= PROVIDED ENTRIES =
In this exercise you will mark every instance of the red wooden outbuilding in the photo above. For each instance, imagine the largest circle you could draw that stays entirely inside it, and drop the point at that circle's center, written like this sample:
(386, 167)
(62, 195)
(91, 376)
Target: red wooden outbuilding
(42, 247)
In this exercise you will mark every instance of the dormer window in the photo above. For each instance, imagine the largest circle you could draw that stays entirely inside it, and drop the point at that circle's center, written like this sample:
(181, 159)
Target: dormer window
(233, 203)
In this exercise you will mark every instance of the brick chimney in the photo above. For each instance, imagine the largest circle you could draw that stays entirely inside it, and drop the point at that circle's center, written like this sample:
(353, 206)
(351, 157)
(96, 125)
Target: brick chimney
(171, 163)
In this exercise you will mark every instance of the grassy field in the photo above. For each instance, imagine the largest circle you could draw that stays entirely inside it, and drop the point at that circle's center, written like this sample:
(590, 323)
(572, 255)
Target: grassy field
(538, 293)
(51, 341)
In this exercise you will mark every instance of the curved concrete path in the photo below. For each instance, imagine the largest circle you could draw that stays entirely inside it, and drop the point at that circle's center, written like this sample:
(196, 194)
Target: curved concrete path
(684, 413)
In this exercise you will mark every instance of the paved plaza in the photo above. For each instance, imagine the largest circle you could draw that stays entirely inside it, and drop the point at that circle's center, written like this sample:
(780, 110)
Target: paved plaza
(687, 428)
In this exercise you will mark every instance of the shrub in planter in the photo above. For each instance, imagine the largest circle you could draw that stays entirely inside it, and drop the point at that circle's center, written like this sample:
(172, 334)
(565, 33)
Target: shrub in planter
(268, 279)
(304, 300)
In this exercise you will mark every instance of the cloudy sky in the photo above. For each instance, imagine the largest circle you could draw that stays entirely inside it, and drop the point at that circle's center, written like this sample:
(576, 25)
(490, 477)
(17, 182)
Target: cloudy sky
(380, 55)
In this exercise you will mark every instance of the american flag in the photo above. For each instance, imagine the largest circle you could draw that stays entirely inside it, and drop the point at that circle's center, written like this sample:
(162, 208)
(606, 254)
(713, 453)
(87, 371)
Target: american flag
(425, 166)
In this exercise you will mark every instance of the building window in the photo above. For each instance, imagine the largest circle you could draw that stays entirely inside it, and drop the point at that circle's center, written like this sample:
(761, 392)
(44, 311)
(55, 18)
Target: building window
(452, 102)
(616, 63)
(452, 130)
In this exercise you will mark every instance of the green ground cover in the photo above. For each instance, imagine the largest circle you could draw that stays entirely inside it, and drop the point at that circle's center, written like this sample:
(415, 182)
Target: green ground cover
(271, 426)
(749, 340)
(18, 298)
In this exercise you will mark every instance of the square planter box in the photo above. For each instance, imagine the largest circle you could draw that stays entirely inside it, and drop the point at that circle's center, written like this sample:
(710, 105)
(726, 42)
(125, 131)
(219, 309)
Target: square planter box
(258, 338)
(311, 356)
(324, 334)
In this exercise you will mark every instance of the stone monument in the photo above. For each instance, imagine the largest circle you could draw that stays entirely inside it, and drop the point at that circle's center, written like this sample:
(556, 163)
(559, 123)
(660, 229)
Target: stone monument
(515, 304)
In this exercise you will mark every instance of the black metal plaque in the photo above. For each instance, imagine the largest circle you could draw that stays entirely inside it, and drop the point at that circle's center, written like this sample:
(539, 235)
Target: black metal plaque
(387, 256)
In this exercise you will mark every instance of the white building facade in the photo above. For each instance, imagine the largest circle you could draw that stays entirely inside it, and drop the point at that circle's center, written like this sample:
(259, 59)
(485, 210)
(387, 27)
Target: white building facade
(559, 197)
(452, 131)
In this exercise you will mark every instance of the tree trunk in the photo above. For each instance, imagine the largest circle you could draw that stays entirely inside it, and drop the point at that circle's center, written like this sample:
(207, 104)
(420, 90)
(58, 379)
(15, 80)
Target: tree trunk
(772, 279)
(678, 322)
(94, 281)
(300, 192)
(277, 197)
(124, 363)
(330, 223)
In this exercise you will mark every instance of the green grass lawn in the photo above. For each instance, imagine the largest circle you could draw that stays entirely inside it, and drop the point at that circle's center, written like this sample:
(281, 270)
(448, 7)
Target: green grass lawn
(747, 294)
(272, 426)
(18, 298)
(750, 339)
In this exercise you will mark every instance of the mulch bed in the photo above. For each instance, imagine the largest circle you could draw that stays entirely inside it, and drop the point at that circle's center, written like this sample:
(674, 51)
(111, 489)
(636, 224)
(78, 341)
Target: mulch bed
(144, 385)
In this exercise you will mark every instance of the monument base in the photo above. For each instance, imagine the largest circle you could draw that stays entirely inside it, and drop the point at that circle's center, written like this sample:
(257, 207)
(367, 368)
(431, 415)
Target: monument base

= EXERCISE DETAILS =
The lines to copy are those in the records above containing the word "base".

= SOLUTION BELOW =
In this exercise you will mark every instance of the monument base in the photo above. For each instance, imagine the largest circle you could draw that stays entirely inside it, and drop the point at that circle's center, written like this sample:
Target: monument base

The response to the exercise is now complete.